Creepiness. Wandering. Healing. Hurt. Deception. The Changed. And much, much more, all in Ilsa J. Bick's spine tingling new young adult novel, Ashes. While it is, at times, formulaic and even a tad predictable, it is on the whole a book that captures your interest from the first Electric Magnetic Pulse and won't let go, even after you close the last cliffhanger page.
Alex has had a lot of tragedy in her life recently, including the deaths of both her parents and the long battle against the monster, otherwise known as the brain tumor slowly taking her life. So she's had it; with a phone call to her guardian aunt, Alex is off into the wilderness to reclaim her life and make decisions for herself. She expects to be alone on her quest, so she's taken aback to run into a grandfather and his granddaughter, though they seem all right. It is while Alex is talking with the grandfather that the world changes; there is a loud noise, everyone falls to the ground, blood pours forth, and very few are alive when the moment passes. The grandfather is dead and Alex finds herself unable to abandon his surly eight year old granddaughter, Ellie, but she believes they can make it to the ranger station and all will be fine. But the truth is, nothing will ever be fine again. And that is just the very tip of the iceberg that is Ashes--there's so much more going on, with so many twists and turns that it would be impossible to summarize it all in this review. The book could actually be divided quite nicely into three segments: Pre-EMP, the Tom/Ellie segment, and the Rule segment, but that would be leaving out how the stories overlap and the progress Alex makes.

*USING THE INFORMATION*.
1) In the review of Ashes, how old is the granddaughter Alex refuses to abandon?
2) Pick up the review of the novel Ashes right after its last sentence and keep writing it.

*MATERIAL PROVIDED*.

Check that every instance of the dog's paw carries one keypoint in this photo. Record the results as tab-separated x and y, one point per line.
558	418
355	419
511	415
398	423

*RESULTS FOR EACH TASK*.
1) Eight years old.

2)
Ashes is a zombie-pocalypse, and it's not easy to read. There is gore and plenty of it, in squeamish, stomach churning detail. There are hard life decisions that you wish you could take back immediately, and there is even a touch of romance (but that is very, very secondary to all the terror and strangeness). Things are Not Right, and it's not just because those at puberty and just beyond have turned into flesh eating monsters, while Alex finds herself among the Spared. The town of Rule adds a whole other level of weird to a story that is filled with people leaving, dying, and betraying, and the odd way dogs seem attracted to Alex has got to mean Something. That killer cliffhanger of an ending had me immediately looking online to see when the next installment comes out.
Ashes started just a bit slowly for me, but once it took off, I found myself totally immersed in the dystopian world in which Alex finds herself. I was often reminded of the television show The Walking Dead; there are similarities in the stories and both offer frightening looks at the horror of running for your very life. Of course this genre of books does stretch believability at times, and the story does take an odd turn with Rule. But I'm on board because this one has enough imagination and interesting characters that I'm vested in the outcome. Be forewarned that you'll need a strong stomach for Ashes, but the excitement is worth the adventure.